---- Provided information
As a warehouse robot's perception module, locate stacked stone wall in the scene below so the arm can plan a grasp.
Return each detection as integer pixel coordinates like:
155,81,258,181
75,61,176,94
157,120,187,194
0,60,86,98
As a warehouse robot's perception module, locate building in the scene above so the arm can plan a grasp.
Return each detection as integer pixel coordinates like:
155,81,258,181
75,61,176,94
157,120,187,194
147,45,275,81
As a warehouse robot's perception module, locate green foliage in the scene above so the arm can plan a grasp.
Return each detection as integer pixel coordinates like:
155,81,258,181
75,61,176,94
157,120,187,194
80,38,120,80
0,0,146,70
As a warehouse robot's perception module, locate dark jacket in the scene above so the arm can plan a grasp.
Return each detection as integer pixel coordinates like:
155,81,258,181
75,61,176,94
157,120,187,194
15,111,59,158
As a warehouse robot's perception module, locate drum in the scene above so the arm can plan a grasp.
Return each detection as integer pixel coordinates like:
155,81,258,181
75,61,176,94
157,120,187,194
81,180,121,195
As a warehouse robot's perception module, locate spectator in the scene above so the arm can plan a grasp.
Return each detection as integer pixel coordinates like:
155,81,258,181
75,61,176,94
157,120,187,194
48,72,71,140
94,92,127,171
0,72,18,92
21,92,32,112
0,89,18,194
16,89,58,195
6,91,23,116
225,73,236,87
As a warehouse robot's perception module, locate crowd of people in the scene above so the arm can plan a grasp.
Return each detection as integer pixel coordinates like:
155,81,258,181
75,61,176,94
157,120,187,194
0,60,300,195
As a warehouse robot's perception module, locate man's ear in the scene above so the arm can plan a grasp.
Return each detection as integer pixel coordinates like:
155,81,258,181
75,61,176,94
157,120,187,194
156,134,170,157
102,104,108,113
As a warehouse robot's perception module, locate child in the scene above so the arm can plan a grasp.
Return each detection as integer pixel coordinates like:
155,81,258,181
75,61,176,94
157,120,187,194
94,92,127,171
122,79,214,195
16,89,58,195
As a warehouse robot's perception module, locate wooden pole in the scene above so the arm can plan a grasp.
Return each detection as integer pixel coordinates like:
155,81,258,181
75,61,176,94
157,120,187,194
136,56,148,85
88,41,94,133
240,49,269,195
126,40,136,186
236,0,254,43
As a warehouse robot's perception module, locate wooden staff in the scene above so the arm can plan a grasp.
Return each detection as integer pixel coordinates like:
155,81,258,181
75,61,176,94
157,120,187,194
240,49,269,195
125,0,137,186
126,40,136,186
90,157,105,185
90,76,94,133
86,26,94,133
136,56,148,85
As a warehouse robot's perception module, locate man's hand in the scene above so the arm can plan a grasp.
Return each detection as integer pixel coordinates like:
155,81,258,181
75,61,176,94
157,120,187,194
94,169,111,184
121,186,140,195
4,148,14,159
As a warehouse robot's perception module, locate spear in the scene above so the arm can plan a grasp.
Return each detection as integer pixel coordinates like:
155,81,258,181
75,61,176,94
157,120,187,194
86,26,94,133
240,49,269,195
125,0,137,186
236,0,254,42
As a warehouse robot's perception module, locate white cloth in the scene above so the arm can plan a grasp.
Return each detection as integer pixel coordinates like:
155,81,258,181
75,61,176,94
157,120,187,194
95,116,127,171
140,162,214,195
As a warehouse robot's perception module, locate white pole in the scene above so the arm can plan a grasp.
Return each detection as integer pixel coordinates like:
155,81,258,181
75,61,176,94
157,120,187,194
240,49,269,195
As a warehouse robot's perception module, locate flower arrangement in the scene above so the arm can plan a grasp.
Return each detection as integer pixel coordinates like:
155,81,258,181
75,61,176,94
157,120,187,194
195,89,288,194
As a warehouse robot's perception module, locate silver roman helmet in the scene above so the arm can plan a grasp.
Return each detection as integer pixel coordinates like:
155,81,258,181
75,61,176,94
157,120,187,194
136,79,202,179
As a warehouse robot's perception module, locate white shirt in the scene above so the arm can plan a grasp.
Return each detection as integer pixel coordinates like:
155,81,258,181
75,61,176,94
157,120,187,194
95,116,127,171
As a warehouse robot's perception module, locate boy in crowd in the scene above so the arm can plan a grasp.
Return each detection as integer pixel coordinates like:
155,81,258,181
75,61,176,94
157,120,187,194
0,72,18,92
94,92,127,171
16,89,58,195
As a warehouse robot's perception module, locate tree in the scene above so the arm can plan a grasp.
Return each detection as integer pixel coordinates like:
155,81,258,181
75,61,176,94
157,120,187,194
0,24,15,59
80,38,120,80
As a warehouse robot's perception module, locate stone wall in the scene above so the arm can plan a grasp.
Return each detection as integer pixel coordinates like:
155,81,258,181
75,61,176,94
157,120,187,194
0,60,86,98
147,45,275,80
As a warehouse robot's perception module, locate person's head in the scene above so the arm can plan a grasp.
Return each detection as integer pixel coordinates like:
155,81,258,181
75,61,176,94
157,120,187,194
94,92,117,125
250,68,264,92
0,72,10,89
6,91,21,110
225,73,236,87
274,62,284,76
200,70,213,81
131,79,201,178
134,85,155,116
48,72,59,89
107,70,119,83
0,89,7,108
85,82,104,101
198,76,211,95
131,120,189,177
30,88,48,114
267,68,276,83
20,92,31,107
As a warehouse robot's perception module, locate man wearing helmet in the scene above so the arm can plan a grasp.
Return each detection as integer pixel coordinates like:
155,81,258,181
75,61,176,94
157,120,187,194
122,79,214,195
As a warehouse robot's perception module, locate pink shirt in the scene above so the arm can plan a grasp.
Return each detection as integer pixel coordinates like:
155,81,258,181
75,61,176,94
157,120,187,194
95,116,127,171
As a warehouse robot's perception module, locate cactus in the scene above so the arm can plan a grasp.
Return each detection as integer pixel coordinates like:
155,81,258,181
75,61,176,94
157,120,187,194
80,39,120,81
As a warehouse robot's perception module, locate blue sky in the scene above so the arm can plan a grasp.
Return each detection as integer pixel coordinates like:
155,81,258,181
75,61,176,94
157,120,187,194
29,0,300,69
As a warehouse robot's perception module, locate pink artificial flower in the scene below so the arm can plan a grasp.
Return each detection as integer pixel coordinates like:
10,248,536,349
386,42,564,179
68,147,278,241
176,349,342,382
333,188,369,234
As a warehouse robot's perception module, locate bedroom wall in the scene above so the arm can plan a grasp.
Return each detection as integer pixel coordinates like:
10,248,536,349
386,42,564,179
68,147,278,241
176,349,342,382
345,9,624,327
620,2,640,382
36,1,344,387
--------
> **What you are asked to do**
Starting at the line containing "As a warehouse robot's perception module, locate crowd" and ending at the line containing "0,60,300,195", write every line out again with the requests unchanged, and add 82 to each coordinate in the answers.

> **Complete response**
As a warehouse robot's perception module, locate crowd of people in the scene above so the arm can plan a grasp.
Return each detection as integer pixel coordinates like:
155,81,258,181
75,61,176,94
157,120,187,194
82,142,382,277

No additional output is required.